#### The data
★ ★ ★ ★

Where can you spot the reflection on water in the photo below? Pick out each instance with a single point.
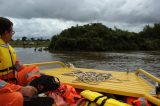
(121, 61)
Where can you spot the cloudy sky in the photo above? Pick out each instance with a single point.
(34, 18)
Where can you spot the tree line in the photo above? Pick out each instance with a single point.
(98, 37)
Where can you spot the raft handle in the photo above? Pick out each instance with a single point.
(49, 63)
(147, 75)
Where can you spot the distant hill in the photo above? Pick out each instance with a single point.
(98, 37)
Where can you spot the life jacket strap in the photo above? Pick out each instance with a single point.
(6, 69)
(96, 99)
(2, 83)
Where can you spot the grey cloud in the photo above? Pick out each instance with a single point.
(128, 11)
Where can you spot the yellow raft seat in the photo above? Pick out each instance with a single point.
(122, 83)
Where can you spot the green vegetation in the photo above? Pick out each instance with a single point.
(97, 37)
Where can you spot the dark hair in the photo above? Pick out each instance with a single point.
(5, 25)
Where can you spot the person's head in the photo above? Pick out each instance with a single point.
(6, 29)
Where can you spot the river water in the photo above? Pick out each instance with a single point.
(122, 61)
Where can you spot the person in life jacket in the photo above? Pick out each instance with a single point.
(14, 78)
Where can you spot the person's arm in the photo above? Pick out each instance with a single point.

★ ★ ★ ★

#### What the task asks
Transcribe the material as is, with images omitted.

#### Output of the exercise
Where can you spot the reflection on water in the photo below? Pick out each instance with a single point.
(121, 61)
Where can you spot the cloudy sky in the photo above? Pick out each instance with a single point.
(34, 18)
Where can you spot the tree line in the photo above? Pick out each instance with a single point.
(98, 37)
Where can you spot the raft handle in the photo above? Pick out each instance with a single point.
(49, 63)
(147, 75)
Where can you spot the distant hill in the photo above? Pick out each instance with a single point.
(98, 37)
Where can you spot the life jacket strap in the photo above? Pick out each instance with a single point.
(6, 69)
(96, 99)
(2, 83)
Where can you spot the grey cloud in the photo above? Pick out each instance with a single point.
(128, 11)
Where can you spot the yellow raft seat in the photo above? Pick out each instance with a single point.
(122, 83)
Where can you spot the green vegetation in the photo above? Pick out each instance with a single point.
(97, 37)
Where can you spot the dark hair in the photo above? Pick out each instance with a single point.
(5, 25)
Where can you spot the person's head in the photo above? Pick out each instance with a single point.
(6, 29)
Where can you spot the river water in the photo above? Pick out each instance with a single point.
(122, 61)
Where can you spot the person in life jacket in the photo above? Pick out each instance with a single point.
(14, 78)
Where can you spot the person's arm in the photo above? Pick out each instance with a single point.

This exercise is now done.